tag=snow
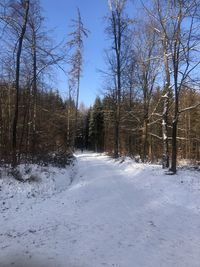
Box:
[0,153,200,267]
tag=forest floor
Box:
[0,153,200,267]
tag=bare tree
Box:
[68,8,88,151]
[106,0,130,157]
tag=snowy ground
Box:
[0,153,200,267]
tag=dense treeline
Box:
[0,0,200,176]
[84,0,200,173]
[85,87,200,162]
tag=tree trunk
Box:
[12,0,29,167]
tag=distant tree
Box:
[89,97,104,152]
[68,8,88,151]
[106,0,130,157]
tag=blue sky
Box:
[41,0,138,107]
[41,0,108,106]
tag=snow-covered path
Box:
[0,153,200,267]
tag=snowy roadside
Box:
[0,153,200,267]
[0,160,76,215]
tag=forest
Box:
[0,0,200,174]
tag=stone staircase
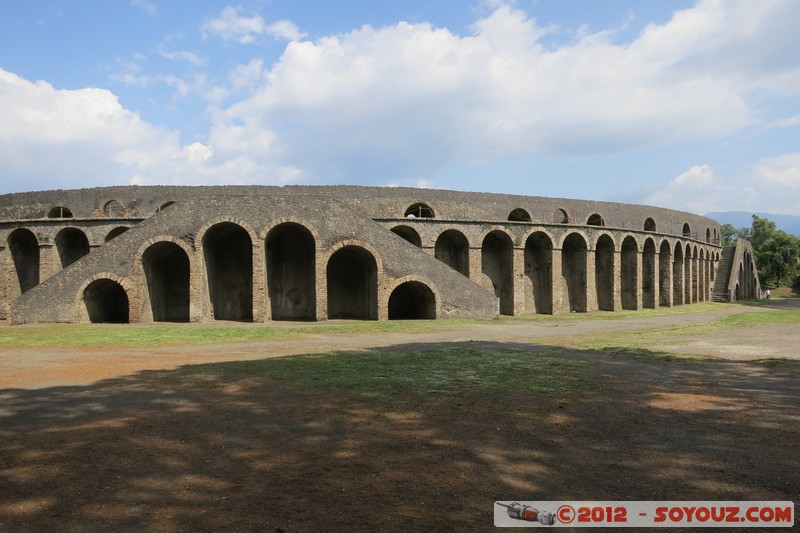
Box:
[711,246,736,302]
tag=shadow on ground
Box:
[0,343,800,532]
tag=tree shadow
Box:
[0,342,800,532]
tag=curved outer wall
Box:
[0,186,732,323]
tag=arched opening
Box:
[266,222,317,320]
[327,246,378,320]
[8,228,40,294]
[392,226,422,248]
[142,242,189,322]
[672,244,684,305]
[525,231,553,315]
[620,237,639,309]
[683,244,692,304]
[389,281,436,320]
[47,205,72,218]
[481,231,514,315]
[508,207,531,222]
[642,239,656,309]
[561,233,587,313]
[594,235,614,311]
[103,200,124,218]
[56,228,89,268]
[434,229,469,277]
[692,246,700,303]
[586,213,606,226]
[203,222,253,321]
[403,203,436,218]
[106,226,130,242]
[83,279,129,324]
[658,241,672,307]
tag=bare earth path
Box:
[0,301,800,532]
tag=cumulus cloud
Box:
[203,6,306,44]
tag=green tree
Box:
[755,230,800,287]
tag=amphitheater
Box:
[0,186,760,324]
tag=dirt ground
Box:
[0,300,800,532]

━━━

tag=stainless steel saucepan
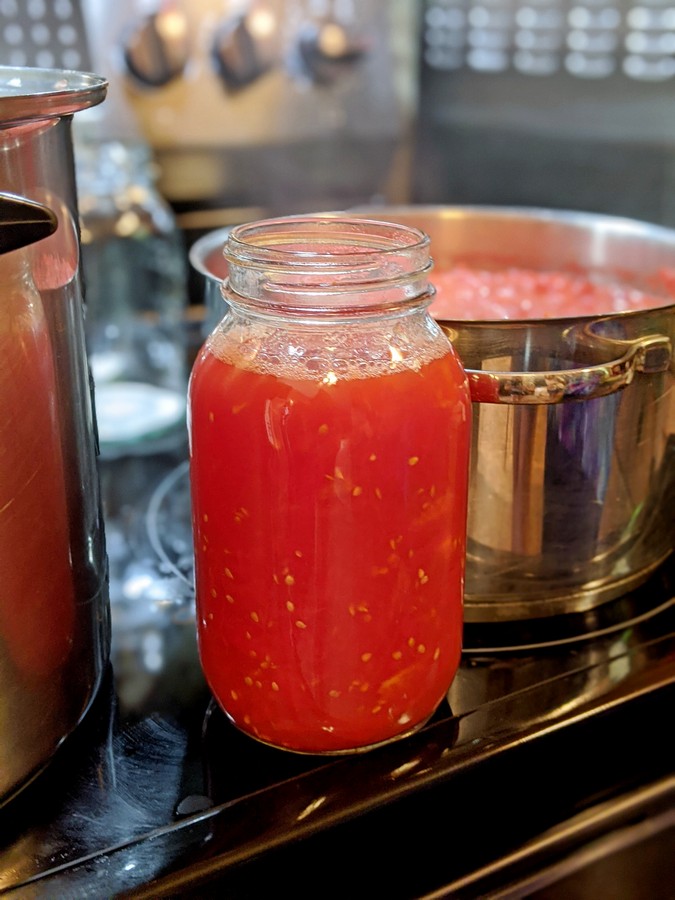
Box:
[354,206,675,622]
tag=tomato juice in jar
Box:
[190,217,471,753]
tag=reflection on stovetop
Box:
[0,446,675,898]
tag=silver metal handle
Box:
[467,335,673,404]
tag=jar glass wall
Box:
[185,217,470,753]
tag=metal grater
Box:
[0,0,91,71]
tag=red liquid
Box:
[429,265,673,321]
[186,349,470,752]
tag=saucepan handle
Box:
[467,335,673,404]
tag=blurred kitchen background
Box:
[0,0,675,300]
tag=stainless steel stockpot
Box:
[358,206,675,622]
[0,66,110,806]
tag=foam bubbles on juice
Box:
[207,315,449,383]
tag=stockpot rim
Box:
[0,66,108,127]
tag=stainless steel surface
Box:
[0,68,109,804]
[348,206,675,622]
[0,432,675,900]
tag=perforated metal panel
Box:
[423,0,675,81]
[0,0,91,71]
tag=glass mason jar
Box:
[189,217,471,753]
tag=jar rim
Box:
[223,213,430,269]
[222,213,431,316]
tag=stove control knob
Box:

━━━

> _Directions for this task_
Copy the rows starting at the one containing "tag=dense treeline" and ending at the one containing "[0,300,800,532]", swapping "shadow" for "shade" and leaving everything else the same. Leave the pictures out of your copy.

> _Result of the task_
tag=dense treeline
Box:
[0,0,200,176]
[84,0,200,173]
[85,87,200,162]
tag=tree trunk
Box:
[12,0,29,167]
tag=distant tree
Box:
[89,97,104,152]
[68,8,88,151]
[106,0,130,157]
tag=blue sky
Box:
[41,0,138,107]
[41,0,108,106]
tag=snow-covered path
Box:
[0,153,200,267]
tag=snowy roadside
Box:
[0,153,200,267]
[0,160,76,215]
tag=forest
Box:
[0,0,200,174]
tag=stone staircase
Box:
[711,246,736,302]
tag=shade on ground
Box:
[0,343,800,532]
tag=tree shade
Box:
[0,342,800,532]
tag=curved outer wall
Box:
[0,186,732,323]
tag=arched opening
Box:
[266,222,317,320]
[327,246,378,320]
[8,228,40,294]
[392,226,422,248]
[142,242,189,322]
[672,244,684,305]
[525,231,553,315]
[620,237,639,309]
[683,244,692,304]
[389,281,436,320]
[47,205,72,218]
[481,231,514,315]
[508,207,531,222]
[642,239,656,309]
[561,233,587,313]
[594,235,614,311]
[103,200,124,218]
[56,228,89,268]
[434,229,469,277]
[692,246,700,303]
[586,213,606,226]
[203,222,253,321]
[403,203,436,218]
[106,226,130,242]
[83,279,129,324]
[658,241,672,307]
tag=bare earth path
Box:
[0,301,800,532]
tag=cumulus cloud
Box:
[203,6,306,44]
tag=green tree
Box:
[755,230,800,287]
tag=amphitheater
Box:
[0,186,760,324]
tag=dirt ground
Box:
[0,300,800,532]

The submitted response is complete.